*** Supplied passage Section Begins ***
Yes, invariably, I'd discover that one of the hundreds of sci-fi writers out there had, in one of the dozens of books each had written, already covered the idea and there wasn't much point in continuing to develop it. (Although I'm reasonably certain that no one else has thought of those spliff trees and cannabis clouds yet.)

Lots of people were reading and writing sci-fi and dystopias from the moment the bomb was dropped on Hiroshima in 1945, (Mind at the End of its Tether comes to mind) through to the moment of Star Wars in 1984 (natch), when US President Ronald Reagan forgot to turn his mike off after a speech and drolly uttered, "My fellow Americans, I'm pleased to tell you today that I've signed legislation that will outlaw Russia forever. We begin bombing in five minutes." (My, how times have changed.)

Remarks made so much more comical by the fact that the world was gripped then by the absolute terror of an impending nuclear war, as evidenced by the US broadcast of the nuclear war film The Day After just 6 months prior and BBC's Threads, perhaps the darkest film on the subject ever made, about to be broadcast in Britain.

But that's the thing about these dystopias: At some point, perhaps when Reagan gaffed, people seemed to realize that a world that could spend billions of dollars on a Star Wars system was explicitly preparing for a nuclear exchange of fire, and that whatever didactic power dystopias might have had -- admonishing, pleading, painting the world black as visceral symbolism -- they'd lost whatever momentum they might have had in preventing the world from going mad. We're there.
*** Supplied passage Section Ends ***
*** Records supplied Section Begins ***
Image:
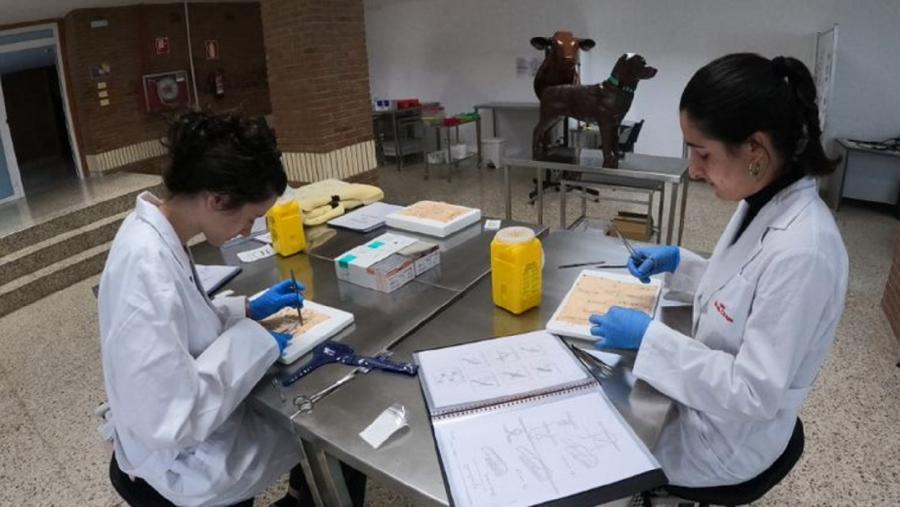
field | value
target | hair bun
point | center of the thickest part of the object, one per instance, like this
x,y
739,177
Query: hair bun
x,y
779,65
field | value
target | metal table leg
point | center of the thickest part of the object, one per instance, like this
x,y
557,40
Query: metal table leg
x,y
662,203
540,196
330,484
673,200
508,187
449,157
398,151
478,139
562,206
684,184
494,123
*** Records supplied Section Ends ***
*What you will do:*
List every book or film that the passage on sci-fi and dystopias names by title.

*Your response:*
- Mind at the End of its Tether
- The Day After
- Threads